SEÇÃO DO DOCUMENTO
A Linguagem dos Primatas


 

A Linguagem dos Primatas: Avanços, Limites e o Mistério das Perguntas Não Feitas

Desde a década de 1960, cientistas têm explorado a capacidade de grandes primatas de utilizar formas de comunicação complexas, como a linguagem de sinais.

Um marco histórico ocorreu em 1966, quando a chimpanzé Washoe se tornou o primeiro primata não humano a aprender a Língua de Sinais Americana (ASL, na sigla em inglês).

Sob a tutela dos pesquisadores Allen e Beatrix Gardner, Washoe adquiriu um vocabulário de aproximadamente 350 sinais, usando-os para expressar necessidades, emoções e até conceitos abstratos, como "amor" e "tempo".

Esse feito revolucionou as percepções sobre a inteligência animal e abriu caminho para estudos subsequentes. Em 1972, a gorila Koko, treinada pela psicóloga Penny Patterson, alcançou fama mundial ao dominar mais de 1.000 sinais da ASL e demonstrar compreensão de cerca de 2.000 palavras faladas em inglês.

Koko não apenas se comunicava de forma funcional, mas também expressava emoções complexas, como tristeza pela perda de seu filhote, o gatinho All Ball, em 1984. Sua habilidade de combinar sinais para criar novas expressões, como "anjo de água" para descrever um peixe, sugeriu um nível de criatividade linguística antes considerado exclusivo dos humanos.

Outro caso notável é o do bonobo Kanzi, que, a partir de 1980, sob a orientação da pesquisadora Sue Savage-Rumbaugh, demonstrou habilidades ainda mais impressionantes.

Kanzi aprendeu a usar um painel de lexigramas - um conjunto de 400 símbolos gráficos que representam palavras ou conceitos - para se comunicar.

Ele reconhecia cerca de 3.000 palavras em inglês e era capaz de formar frases simples, respondendo a comandos complexos, como "pegue a bola que está na geladeira".

Diferentemente de Washoe e Koko, Kanzi adquiriu grande parte de seu vocabulário de maneira espontânea, observando as interações de sua mãe adotiva, Matata, durante os experimentos.

Apesar desses avanços notáveis, um aspecto intrigante emergiu ao longo das décadas de pesquisa, entre 1966 e 2000: nenhum desses primatas demonstrou a capacidade de fazer perguntas espontâneas.

Em milhares de interações registradas, os pesquisadores observaram pedidos (como "dá comida"), respostas a comandos e até expressões de sentimentos, mas nunca questionamentos claros, como “quem?”, “onde?” ou “por quê?”.

Essa ausência de perguntas espontâneas destacou uma possível barreira cognitiva fundamental entre a comunicação primata e a linguagem humana. Esse fenômeno desencadeou debates intensos na comunidade científica sobre os limites da cognição animal.

Enquanto humanos usam a linguagem para explorar o desconhecido, formular hipóteses e questionar a realidade, os grandes primatas parecem limitar-se a comunicações voltadas para o presente imediato ou para expressar necessidades e emoções.

Alguns estudiosos, como o linguista Noam Chomsky, argumentam que a capacidade de fazer perguntas reflete uma habilidade exclusivamente humana, ligada à sintaxe recursiva - a capacidade de construir frases complexas com estruturas hierárquicas.

MATERIAL DE ENTRADA
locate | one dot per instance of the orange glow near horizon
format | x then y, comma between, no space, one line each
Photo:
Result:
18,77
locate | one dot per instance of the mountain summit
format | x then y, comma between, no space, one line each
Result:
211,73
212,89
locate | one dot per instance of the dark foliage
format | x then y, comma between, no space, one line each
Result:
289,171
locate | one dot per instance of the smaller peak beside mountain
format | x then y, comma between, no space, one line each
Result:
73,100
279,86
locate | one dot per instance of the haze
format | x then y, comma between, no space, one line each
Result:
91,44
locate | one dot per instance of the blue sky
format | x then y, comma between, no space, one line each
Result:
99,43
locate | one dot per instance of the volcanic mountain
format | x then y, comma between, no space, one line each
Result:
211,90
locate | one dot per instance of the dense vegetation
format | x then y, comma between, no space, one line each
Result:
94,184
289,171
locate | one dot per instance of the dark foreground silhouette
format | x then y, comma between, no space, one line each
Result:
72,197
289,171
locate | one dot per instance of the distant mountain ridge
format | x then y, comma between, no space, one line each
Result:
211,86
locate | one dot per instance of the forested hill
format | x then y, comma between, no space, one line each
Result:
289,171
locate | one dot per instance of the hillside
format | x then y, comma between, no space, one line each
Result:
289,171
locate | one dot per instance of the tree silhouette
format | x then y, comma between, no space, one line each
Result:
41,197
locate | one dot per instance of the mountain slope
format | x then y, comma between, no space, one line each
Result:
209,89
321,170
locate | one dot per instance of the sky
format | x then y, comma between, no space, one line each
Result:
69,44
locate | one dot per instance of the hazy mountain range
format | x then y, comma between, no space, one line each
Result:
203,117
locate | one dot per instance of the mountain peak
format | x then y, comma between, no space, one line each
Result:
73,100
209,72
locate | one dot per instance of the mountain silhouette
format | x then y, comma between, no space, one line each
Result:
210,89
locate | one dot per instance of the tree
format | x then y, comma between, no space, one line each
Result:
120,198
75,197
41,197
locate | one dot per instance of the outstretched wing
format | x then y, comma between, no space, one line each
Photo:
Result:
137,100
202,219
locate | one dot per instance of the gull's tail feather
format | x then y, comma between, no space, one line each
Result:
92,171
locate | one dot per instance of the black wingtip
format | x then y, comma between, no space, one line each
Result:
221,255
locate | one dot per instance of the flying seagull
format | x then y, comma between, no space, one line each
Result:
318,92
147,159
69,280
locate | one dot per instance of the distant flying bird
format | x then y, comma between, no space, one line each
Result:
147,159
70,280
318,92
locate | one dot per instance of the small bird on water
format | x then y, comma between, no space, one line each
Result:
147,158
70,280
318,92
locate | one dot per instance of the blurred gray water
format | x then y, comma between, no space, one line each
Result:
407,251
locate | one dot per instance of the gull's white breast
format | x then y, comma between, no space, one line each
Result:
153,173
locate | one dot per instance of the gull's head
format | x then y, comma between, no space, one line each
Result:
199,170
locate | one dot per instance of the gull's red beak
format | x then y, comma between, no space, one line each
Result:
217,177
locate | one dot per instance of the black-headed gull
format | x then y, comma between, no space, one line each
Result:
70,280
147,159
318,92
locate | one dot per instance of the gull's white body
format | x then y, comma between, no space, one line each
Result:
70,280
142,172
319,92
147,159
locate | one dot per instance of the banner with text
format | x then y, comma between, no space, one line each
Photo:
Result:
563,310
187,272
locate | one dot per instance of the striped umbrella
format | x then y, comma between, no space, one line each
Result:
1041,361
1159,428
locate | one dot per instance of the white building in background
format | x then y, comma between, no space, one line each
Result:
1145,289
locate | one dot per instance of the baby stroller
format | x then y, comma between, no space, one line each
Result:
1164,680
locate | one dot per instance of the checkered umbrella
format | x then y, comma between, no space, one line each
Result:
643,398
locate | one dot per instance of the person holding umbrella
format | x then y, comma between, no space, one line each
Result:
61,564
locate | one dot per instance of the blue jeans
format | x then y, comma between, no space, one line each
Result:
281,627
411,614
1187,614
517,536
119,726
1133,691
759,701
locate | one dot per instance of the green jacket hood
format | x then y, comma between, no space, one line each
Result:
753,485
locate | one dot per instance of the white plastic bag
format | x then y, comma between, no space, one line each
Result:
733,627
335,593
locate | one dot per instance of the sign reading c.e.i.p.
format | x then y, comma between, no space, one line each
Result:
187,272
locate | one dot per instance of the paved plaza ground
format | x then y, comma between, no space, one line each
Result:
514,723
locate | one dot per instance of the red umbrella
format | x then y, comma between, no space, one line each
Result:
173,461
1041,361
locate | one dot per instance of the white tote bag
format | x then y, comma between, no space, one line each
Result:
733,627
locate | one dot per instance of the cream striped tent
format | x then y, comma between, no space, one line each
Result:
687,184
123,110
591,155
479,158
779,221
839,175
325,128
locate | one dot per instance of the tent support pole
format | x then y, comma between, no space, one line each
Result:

DESAFIOS PROPOSTOS
[a] Extraia do texto sobre a linguagem dos primatas o trecho de "Koko não apenas" a "exclusivo dos humanos.", sem qualquer alteração.
[b] Multiplique por 0,4 todas as coordenadas das respostas nas linhas que vão da linha com "locate | one dot per instance of the red" até a última linha, ambas incluídas, arredondando para números inteiros (metades para cima). Reproduza somente essas linhas, com as solicitações mantidas.
O texto e as linhas constituem materiais independentes entre si.

RESULTADOS OBTIDOS
[a]
Koko não apenas se comunicava de forma funcional, mas também expressava emoções complexas, como tristeza pela perda de seu filhote, o gatinho All Ball, em 1984. Sua habilidade de combinar sinais para criar novas expressões, como "anjo de água" para descrever um peixe, sugeriu um nível de criatividade linguística antes considerado exclusivo dos humanos.

[b]
locate | one dot per instance of the red umbrella
format | x then y, comma between, no space, one line each
Result:
69,184
416,144
locate | one dot per instance of the white tote bag
format | x then y, comma between, no space, one line each
Result:
293,251
locate | one dot per instance of the cream striped tent
format | x then y, comma between, no space, one line each
Result:
275,74
49,44
236,62
192,63
312,88
336,70
130,51
locate | one dot per instance of the tent support pole
format | x then y, comma between, no space, one line each
Result:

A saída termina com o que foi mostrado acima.